A run of records
'''
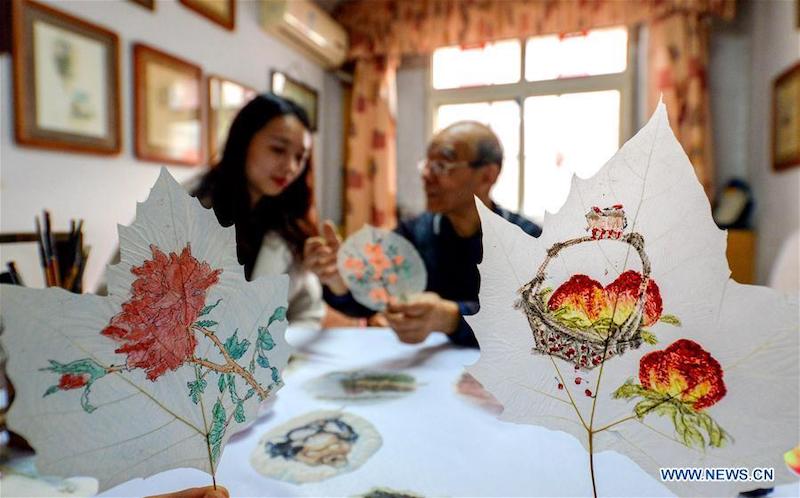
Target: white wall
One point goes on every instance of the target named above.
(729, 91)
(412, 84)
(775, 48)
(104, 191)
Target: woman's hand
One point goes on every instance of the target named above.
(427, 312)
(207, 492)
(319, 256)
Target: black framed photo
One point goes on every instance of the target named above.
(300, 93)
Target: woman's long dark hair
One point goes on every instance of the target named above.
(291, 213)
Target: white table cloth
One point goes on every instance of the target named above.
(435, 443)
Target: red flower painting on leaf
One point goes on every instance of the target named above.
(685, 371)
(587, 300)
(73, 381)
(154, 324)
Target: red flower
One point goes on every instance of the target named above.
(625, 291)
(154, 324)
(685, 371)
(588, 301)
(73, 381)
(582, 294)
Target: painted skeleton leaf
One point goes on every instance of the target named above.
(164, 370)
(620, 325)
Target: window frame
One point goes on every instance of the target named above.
'''
'''
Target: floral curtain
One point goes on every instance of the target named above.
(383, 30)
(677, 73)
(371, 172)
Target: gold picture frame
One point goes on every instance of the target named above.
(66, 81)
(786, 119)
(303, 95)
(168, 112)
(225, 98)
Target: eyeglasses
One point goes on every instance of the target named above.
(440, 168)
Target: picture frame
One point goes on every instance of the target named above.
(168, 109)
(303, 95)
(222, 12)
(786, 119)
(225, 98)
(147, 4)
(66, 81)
'''
Pick out each line in the rows above that contains the word "white", and copy every such line in full.

Target: white wall
Target: white table cloth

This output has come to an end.